— START DATA ENTRIES —

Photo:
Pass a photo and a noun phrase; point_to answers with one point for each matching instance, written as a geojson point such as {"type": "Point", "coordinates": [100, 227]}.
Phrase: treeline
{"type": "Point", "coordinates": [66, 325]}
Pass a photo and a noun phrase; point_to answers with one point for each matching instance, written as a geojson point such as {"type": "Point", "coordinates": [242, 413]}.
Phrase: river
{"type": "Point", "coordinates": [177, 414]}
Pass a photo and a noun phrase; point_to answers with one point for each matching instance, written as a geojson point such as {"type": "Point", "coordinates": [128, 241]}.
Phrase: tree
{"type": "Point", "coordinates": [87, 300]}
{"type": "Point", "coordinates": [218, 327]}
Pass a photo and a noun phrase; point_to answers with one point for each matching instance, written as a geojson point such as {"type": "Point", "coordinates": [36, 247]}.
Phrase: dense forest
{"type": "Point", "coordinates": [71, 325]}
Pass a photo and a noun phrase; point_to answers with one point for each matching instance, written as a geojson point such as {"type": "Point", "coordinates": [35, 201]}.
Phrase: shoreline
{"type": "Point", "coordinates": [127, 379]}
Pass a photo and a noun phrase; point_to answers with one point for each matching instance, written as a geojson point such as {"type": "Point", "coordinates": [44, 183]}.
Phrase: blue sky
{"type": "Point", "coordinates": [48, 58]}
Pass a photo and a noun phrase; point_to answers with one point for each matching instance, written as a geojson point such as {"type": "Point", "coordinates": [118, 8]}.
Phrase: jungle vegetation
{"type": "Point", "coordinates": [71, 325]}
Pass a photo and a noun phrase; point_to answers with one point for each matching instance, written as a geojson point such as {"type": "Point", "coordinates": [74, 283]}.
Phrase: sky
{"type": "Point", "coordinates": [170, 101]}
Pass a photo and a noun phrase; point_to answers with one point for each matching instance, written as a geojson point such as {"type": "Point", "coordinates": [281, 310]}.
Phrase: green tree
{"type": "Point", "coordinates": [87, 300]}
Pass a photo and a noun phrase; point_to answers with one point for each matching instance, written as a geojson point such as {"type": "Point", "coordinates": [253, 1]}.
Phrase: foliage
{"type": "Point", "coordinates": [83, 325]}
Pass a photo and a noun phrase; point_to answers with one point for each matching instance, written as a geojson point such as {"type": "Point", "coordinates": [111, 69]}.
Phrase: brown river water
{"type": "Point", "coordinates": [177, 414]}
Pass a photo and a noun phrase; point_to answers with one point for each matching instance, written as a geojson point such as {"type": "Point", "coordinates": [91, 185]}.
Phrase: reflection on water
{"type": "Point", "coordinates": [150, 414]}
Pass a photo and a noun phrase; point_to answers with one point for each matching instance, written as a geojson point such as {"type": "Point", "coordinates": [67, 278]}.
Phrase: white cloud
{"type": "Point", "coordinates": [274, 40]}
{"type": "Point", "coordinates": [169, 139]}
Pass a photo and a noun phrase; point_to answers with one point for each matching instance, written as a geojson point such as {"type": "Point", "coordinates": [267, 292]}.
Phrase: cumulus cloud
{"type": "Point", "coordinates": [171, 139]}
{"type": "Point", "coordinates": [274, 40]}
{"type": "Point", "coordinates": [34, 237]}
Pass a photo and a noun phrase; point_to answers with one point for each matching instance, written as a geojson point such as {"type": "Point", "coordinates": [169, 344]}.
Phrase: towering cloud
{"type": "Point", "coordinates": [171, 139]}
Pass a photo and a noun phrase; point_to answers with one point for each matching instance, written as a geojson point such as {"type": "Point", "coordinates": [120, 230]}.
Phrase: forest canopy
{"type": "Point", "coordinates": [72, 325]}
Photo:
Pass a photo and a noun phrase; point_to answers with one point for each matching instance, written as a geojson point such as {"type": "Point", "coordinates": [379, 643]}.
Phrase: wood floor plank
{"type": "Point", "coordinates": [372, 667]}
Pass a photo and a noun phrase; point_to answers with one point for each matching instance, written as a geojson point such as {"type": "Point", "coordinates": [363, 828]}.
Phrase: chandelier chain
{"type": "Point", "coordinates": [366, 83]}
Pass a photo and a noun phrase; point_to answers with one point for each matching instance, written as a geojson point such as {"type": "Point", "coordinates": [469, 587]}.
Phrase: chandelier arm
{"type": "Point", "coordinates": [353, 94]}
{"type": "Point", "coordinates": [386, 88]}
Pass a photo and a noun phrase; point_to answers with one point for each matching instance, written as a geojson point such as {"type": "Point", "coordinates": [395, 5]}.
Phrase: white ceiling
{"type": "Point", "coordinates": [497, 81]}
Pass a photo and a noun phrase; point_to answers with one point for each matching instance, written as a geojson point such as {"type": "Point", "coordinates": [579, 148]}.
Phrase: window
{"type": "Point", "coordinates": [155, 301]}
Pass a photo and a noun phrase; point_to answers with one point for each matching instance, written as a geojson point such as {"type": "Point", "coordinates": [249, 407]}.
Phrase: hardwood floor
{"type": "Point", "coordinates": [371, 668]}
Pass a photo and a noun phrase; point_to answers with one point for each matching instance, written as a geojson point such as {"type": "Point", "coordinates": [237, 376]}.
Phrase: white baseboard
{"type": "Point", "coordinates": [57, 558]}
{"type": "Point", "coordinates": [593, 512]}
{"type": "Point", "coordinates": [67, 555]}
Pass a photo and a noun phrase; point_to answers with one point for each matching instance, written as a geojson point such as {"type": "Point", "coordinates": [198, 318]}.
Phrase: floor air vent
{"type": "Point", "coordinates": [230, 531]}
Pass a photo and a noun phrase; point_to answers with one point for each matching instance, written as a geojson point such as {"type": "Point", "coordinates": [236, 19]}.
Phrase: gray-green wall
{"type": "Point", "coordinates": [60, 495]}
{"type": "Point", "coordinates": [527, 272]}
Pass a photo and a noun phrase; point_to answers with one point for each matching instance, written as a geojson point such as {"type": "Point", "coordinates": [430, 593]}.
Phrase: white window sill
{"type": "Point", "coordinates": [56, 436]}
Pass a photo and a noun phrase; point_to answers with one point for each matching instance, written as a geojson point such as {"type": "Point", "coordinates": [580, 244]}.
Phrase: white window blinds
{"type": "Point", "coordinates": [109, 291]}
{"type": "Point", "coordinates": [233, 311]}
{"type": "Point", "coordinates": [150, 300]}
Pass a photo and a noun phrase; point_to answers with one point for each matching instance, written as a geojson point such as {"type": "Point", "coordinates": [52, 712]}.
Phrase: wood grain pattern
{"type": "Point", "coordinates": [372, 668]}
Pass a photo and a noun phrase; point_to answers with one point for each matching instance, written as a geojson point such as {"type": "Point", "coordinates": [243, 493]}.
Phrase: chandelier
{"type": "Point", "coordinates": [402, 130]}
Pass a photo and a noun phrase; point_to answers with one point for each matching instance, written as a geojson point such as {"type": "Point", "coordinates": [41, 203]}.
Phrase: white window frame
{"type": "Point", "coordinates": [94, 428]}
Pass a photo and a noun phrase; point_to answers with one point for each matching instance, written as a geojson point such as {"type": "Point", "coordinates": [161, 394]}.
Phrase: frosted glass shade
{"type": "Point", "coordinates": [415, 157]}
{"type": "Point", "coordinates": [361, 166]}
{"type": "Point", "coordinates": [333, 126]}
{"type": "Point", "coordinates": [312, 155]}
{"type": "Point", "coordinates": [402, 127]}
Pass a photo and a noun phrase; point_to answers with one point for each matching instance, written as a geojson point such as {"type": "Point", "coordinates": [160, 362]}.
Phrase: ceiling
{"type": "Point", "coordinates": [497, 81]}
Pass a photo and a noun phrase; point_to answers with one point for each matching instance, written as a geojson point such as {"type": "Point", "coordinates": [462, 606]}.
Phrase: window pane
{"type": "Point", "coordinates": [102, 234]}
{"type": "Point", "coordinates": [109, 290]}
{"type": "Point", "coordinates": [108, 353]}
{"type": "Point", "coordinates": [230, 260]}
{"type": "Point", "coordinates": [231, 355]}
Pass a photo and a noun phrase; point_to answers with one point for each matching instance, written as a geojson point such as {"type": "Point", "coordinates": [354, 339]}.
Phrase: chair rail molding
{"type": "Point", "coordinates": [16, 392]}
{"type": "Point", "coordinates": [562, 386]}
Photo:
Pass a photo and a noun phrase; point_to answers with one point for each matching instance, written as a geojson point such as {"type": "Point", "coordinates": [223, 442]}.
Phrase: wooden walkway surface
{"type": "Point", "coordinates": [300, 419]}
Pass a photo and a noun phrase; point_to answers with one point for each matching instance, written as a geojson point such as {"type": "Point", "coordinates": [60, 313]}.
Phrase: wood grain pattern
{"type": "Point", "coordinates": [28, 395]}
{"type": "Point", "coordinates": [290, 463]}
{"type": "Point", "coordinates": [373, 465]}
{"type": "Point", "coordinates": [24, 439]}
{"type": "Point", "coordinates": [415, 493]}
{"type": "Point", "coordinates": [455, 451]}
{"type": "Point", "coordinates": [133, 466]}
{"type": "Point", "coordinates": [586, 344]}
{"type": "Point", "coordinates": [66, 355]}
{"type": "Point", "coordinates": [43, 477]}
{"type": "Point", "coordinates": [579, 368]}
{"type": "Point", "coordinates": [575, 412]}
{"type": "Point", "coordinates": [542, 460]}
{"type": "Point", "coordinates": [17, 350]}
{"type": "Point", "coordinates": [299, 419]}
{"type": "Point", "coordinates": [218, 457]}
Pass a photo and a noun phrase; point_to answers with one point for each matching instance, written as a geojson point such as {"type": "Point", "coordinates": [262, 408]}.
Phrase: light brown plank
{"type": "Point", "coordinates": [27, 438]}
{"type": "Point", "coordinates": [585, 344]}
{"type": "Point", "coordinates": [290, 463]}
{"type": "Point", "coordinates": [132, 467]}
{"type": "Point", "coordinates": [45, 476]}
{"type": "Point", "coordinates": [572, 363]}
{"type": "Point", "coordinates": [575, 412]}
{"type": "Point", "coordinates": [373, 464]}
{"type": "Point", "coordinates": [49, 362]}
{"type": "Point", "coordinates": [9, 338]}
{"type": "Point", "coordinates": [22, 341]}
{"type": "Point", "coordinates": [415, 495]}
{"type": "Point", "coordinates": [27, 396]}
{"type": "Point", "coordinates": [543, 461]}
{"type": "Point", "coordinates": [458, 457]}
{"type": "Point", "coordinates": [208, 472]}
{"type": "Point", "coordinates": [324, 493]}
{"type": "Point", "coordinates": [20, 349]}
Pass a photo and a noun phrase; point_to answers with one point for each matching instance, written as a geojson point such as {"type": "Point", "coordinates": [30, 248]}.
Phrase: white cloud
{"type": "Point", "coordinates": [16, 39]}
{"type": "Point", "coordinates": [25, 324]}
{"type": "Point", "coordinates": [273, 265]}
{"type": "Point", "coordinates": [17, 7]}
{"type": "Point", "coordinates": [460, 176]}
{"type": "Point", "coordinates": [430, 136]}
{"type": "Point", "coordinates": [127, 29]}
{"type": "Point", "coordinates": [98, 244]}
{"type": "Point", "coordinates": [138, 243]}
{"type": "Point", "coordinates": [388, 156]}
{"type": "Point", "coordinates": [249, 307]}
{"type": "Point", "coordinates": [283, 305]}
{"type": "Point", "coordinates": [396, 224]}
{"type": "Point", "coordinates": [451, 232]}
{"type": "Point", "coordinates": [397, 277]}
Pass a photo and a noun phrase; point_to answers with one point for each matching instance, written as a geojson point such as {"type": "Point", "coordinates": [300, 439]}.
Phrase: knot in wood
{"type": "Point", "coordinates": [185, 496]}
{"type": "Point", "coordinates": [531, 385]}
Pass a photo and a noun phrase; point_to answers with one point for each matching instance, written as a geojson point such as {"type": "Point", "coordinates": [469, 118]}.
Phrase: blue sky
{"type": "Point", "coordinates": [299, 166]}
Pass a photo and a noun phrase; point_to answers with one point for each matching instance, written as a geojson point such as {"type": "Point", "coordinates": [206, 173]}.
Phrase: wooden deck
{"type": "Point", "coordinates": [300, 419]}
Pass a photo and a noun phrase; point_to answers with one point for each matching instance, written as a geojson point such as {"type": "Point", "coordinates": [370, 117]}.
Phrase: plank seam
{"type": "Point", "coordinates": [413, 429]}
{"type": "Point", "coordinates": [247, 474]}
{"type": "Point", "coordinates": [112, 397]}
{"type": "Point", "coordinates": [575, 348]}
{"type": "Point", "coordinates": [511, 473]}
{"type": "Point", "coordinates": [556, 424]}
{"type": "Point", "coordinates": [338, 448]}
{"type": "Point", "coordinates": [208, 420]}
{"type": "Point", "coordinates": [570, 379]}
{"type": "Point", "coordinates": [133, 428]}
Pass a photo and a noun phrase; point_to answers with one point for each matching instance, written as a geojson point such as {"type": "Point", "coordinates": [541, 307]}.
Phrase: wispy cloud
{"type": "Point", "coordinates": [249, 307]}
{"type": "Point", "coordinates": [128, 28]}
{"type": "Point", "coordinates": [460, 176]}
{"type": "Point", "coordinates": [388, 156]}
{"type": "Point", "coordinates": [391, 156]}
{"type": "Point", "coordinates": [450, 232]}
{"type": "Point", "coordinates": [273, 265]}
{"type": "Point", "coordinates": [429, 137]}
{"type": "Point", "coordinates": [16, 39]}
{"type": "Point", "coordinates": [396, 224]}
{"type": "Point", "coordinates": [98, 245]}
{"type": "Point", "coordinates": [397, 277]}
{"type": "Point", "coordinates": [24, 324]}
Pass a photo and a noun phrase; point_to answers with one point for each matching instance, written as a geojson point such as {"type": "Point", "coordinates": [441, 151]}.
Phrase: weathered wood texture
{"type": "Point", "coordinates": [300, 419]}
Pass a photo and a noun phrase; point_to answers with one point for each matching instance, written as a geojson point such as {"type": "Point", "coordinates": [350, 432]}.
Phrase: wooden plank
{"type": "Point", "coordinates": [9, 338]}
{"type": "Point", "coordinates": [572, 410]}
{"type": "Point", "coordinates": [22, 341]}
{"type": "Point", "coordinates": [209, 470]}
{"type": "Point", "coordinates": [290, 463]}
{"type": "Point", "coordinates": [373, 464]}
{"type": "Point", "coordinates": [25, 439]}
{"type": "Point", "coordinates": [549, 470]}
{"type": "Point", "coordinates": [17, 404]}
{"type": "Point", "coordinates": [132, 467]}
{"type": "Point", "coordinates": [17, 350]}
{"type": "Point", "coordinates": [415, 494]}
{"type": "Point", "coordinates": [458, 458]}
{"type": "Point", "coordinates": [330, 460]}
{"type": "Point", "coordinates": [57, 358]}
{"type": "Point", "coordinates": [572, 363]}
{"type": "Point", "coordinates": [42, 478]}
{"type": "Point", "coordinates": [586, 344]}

— END DATA ENTRIES —

Display each line of the data above that contains the string "window". Letter case must match.

*SOLUTION FOR THIS PROBLEM*:
Phrase: window
Phrase: white window sill
Phrase: white window blinds
Phrase: white window frame
Phrase: window pane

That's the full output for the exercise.